EXERCISE PASSAGE:
On the basis of these assumptions, the present study aimed to investigate the age impact on the allergen-specific IgE production to the most common (in our area) food molecular components, assessed by molecular component analysis.

The present study was conducted on a large sample of subjects referring to serologic assessment for confirming food allergy. The findings confirm the high prevalence of sensitisation to Cor a 1, belonging to PR10 family. This outcome is consistent with the relevance of Bet v 1 sensitisation, which is very high in our area, and is associated with low Bet v2 and Bet v 4 positivity.15 Moreover, Pru p 3 and Jug r 3, markers of LTP sensitisation, are frequent in our sample. The relevance of this result is based on the potential dangerousness of LTP allergy and the possible link with respiratory allergy.16,17 On the other hand, Gal d 2 (ovalbumin) and Bos d 8 (casein) sensitisation are rare in the global population. These findings comply with the pattern of IgE levels over time. In fact, the IgE production pattern depends on two main factor: type of sensitisation and age of the allergic patient.18,19 In fact, both egg and cow milk allergy are very frequent in early childhood, but frequently disappear over time. On the other hand, other food allergies have an onset in late childhood-young adulthood, e.g. peanut allergy, but tend to remain also during adulthood. It is noteworthy that Pen m (tropomyosin) 1 sensitisation and IgE levels tend to diminish over time: this phenomenon is consistent with the pattern of mite allergy, frequent in children and rare in old adults.20,21

Moreover, the present results confirm a recent study conducted on children who experience anaphylaxis, and underline the relevance of local studies about this topic.10 In fact, important variations may be observed between just close geographical areas.

This study had some limitations: it was retrospectively conducted on a selected patient population sample, there was no follow-up, and symptoms were not considered. In addition, this study did not consider possible confounding factors, such as smoking status, parasite infestation, environmental exposures, seasonal variations, and number of sensitising allergens. Therefore, there is a need to conduct cohort studies and long-term follow up trials to confirm these preliminary findings.

INFORMATION:
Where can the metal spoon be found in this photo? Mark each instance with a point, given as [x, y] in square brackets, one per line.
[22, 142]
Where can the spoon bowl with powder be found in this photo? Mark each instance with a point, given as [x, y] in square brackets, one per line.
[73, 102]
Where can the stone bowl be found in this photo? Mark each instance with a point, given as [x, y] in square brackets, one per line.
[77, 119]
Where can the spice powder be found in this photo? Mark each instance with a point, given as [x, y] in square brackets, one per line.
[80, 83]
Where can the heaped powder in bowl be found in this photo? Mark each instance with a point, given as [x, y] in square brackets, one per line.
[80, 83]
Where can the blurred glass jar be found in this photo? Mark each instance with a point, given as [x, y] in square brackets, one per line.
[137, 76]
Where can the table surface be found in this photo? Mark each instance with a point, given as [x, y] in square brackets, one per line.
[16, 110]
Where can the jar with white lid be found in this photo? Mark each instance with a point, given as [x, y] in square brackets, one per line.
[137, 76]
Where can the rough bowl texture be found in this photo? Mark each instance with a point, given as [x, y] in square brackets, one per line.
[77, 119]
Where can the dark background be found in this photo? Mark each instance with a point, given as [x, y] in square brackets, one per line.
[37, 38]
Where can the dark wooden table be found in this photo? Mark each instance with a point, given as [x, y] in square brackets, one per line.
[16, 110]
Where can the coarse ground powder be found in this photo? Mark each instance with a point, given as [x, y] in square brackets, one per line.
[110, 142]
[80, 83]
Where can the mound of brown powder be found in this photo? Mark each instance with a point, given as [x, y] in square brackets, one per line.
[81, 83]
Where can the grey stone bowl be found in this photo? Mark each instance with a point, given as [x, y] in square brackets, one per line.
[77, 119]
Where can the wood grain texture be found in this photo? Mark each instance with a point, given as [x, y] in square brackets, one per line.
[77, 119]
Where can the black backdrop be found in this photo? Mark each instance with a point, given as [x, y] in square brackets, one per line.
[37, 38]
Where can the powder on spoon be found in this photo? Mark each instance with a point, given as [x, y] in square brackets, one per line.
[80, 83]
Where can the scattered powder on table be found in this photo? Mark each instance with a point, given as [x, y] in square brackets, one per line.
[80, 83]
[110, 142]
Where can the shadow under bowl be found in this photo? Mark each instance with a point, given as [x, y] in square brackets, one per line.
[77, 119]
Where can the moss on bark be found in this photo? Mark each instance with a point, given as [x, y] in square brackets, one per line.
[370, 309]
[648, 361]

--

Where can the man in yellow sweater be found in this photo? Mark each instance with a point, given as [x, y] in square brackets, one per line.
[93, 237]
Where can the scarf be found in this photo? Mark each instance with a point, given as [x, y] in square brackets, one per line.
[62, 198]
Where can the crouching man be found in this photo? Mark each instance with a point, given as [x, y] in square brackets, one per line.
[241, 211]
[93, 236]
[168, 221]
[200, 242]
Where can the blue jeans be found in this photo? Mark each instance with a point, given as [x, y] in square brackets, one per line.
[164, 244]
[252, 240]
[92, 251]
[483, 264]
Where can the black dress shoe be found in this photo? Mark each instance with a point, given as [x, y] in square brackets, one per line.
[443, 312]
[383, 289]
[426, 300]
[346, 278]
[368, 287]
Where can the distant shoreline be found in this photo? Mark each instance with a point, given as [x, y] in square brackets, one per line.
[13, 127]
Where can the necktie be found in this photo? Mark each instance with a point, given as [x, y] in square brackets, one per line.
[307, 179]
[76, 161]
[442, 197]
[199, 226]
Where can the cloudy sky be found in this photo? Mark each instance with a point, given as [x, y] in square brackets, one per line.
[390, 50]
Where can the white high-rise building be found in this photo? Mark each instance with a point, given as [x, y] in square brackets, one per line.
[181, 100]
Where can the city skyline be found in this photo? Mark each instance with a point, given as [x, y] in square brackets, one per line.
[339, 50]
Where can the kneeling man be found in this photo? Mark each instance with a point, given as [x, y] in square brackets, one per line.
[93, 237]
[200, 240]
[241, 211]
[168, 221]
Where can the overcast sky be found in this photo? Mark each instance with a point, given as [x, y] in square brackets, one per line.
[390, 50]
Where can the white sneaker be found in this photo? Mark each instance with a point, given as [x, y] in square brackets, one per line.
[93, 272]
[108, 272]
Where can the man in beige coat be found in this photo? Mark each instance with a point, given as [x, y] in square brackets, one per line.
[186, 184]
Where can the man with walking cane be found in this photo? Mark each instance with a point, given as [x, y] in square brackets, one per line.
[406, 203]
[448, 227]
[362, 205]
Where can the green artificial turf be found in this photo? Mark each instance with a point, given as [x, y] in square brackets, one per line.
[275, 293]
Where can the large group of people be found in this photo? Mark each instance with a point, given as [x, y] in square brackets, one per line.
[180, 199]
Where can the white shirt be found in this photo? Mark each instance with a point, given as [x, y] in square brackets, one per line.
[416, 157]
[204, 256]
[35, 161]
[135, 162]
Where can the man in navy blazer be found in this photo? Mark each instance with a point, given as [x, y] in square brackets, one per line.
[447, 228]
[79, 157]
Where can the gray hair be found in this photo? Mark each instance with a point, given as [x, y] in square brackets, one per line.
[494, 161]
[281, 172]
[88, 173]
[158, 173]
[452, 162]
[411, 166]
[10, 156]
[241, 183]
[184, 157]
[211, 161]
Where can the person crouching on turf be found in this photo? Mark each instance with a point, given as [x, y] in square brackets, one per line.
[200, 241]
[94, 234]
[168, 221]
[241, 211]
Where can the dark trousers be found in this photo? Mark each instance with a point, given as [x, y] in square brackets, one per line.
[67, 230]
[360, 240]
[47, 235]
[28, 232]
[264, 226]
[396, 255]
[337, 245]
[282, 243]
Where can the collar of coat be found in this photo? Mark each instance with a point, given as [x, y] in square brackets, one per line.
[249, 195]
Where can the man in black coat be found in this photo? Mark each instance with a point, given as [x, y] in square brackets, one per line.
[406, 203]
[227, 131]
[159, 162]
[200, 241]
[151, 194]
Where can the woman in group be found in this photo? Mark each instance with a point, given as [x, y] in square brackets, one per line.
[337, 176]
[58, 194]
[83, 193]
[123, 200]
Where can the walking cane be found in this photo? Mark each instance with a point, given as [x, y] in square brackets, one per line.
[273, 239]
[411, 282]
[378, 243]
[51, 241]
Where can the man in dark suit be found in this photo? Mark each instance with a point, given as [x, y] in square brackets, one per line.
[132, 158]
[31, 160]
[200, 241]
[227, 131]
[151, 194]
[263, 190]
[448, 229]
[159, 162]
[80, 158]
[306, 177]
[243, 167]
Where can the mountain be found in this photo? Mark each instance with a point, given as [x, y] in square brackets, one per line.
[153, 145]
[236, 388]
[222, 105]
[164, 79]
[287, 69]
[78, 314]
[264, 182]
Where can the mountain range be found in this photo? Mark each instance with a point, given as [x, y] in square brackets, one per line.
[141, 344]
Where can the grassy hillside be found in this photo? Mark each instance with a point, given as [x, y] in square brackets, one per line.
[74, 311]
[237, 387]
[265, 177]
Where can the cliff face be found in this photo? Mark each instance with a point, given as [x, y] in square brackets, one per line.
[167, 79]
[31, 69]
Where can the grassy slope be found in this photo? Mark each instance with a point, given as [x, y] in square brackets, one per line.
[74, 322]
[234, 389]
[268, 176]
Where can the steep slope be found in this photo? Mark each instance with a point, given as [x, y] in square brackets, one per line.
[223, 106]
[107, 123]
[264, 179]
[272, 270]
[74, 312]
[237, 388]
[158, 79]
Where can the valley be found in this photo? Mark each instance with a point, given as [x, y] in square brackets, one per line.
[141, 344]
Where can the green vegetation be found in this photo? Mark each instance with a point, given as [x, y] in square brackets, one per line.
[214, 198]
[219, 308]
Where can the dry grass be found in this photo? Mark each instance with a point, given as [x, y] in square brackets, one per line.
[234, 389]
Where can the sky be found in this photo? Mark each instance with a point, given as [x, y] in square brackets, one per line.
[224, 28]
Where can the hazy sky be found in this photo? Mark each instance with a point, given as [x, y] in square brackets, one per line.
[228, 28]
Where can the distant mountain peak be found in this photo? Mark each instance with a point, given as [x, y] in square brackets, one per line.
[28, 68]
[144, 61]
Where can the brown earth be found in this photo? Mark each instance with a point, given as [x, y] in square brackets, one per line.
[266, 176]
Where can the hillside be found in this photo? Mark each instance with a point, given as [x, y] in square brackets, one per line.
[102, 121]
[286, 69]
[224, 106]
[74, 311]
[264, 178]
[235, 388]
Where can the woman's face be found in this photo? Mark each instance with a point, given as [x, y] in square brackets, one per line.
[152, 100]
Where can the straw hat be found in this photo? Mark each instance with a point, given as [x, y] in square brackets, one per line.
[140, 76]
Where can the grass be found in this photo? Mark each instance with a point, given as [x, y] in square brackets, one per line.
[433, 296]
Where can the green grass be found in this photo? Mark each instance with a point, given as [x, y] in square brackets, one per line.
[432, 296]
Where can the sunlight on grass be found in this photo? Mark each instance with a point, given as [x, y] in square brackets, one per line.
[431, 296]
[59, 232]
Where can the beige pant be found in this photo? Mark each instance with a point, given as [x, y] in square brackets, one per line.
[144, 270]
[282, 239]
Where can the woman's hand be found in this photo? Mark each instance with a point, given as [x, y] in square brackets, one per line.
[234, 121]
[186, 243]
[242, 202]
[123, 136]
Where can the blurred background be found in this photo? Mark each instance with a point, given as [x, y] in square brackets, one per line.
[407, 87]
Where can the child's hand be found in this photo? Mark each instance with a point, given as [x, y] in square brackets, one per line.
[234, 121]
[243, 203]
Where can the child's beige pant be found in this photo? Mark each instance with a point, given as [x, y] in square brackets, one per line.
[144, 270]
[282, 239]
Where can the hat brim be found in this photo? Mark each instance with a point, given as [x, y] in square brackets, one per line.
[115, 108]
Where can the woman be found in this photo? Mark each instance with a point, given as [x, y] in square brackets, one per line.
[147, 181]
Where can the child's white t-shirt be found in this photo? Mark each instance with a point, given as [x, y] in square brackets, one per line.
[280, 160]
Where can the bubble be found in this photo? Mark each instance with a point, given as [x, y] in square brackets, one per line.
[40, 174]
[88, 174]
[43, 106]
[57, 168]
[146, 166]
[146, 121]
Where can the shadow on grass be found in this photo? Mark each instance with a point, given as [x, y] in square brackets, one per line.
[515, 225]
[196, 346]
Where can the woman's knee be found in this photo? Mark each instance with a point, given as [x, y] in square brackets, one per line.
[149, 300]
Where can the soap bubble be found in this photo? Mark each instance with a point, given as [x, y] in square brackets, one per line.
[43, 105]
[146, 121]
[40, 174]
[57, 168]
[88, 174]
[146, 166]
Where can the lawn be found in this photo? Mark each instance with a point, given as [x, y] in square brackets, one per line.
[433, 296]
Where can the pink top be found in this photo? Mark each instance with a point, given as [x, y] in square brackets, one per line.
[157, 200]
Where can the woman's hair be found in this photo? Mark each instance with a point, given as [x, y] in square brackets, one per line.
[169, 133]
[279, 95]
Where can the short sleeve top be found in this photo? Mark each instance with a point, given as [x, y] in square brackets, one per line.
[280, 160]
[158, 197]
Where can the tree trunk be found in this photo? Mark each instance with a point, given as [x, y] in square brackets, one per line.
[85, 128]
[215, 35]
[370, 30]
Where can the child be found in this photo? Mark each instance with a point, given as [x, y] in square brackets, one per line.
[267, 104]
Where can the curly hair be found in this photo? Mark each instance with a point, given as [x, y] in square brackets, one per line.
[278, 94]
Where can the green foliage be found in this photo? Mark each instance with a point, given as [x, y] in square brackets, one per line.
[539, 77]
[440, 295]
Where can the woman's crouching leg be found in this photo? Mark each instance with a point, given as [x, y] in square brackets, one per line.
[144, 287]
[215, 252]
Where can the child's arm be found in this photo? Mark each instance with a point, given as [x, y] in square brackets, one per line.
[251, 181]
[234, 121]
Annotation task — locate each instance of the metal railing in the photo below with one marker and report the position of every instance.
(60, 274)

WORK INSTRUCTIONS: Please state the two main factors that the IgE production pattern depends on, according to the food allergy study text. The records come from a separate source, not from the text.

WRITTEN RESPONSE: The type of sensitization and the age of the allergic patient.